[Opening EXTRACT section]

Aldosterone and mineralocorticoid receptors in regulation of the cardiovascular system and pathological remodelling of the heart and arteries.

In the review we discuss the role of mineralocorticoid receptors (MRs) in regulation and pathological remodelling of the cardiovascular system and the therapeutic potential of pharmacological targeting of MRs in cardiovascular diseases. MRs are expressed in organs involved in cardiovascular homeostasis: brain, heart, kidneys and vessels. The excessive activation of MRs has deleterious effects on the cardiovascular system through sympatho-excitation, elevated salt appetite, and renal retention of salt with consequent positive sodium balance, fibrosis and remodelling of the heart and arteries, and with propensity for atrial and ventricular arrhythmias. Hence, it provides basis for a common pathophysiological milieu of hypertension and heart failure. Furthermore, MR-mediated changes in the cardiovascular system are potentiated by renin-angiotensin system and activation of angiotensin type 1 receptors. Due to low selectivity, MRs bind both aldosterone and GCs - cortisol in humans and corticosterone in laboratory rodents. The binding of GCs to MRs is determined by availability of tissue specific 11β-hydroxysteroid dehydrogenase of type 1 (11β-HSD1) or type 2 (11β-HSD2). 11β-HSD1 metabolizes GCs to either active or inactive metabolites depending on the presence of special cofactors, whereas 11β-HSD2 transforms GCs only into inactive metabolites allowing for selective stimulation of MRs by aldosterone. 11β-HSD2 is expressed in the vascular wall, renal epithelium and some groups of cardiovascular neurons in the brain. In contrast, cardiac expression of 11β-HSD2 is low, thus, both aldosterone and GCs interact with cardiac MRs. The importance of MRs in the cardiovascular pathology is reflected in clinical guidelines that recommend use of MR blockers, spironolactone and eplerenone, in the treatment of heart failure, myocardial infarction and hypertension. Furthermore, new MR blockers and selective inhibitors of 11β-HSD1 have been developed and are currently tested in clinical trials.

[Closing EXTRACT section]
[Opening DATA EXTRACT section]

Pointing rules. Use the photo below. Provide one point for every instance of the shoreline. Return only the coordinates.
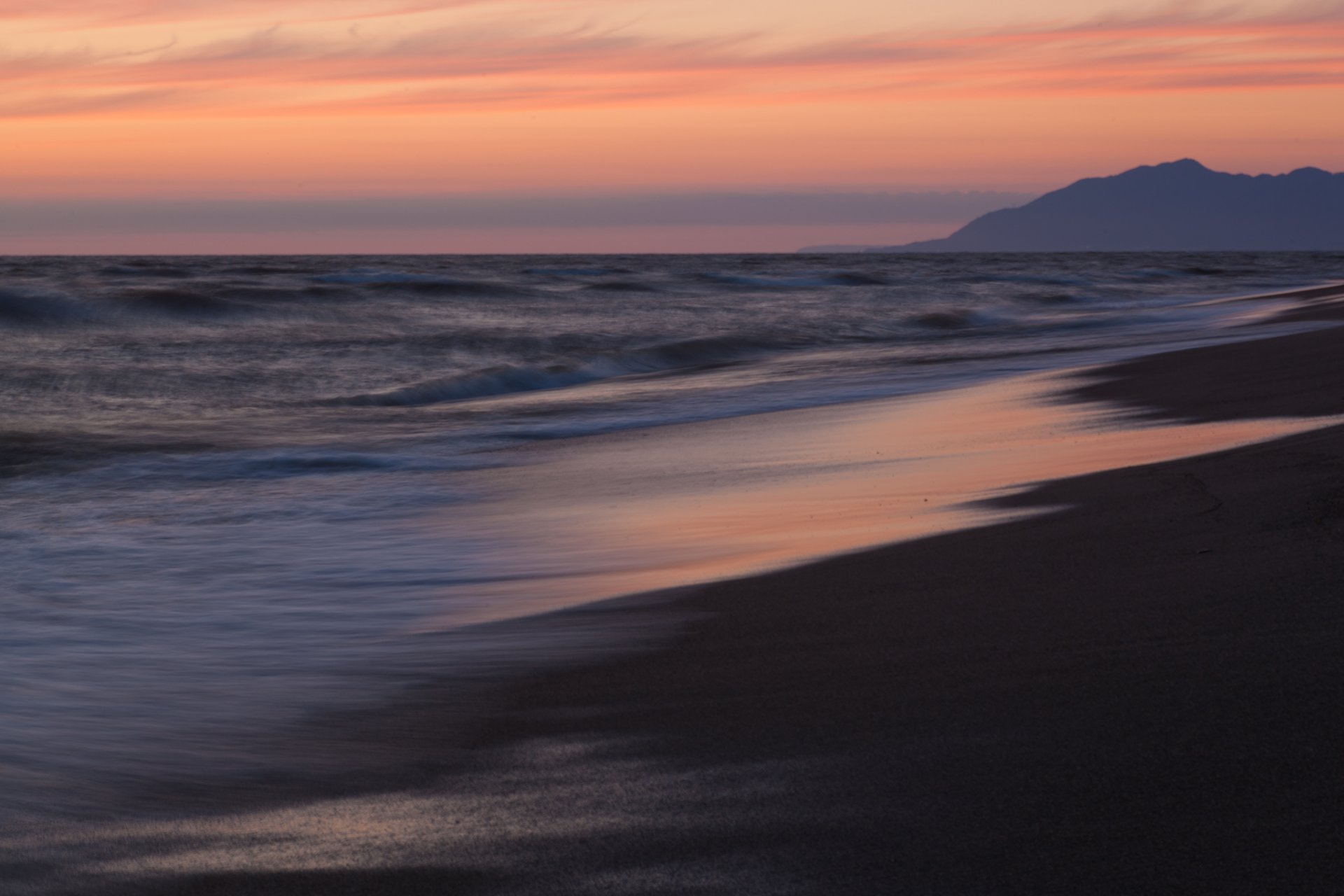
(1129, 692)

[Closing DATA EXTRACT section]

**TASK GOAL:** According to the abstract on mineralocorticoid receptors, which two MR blockers do clinical guidelines recommend? The material comes from a different source than the abstract.

**WRITTEN ANSWER:** Spironolactone and eplerenone.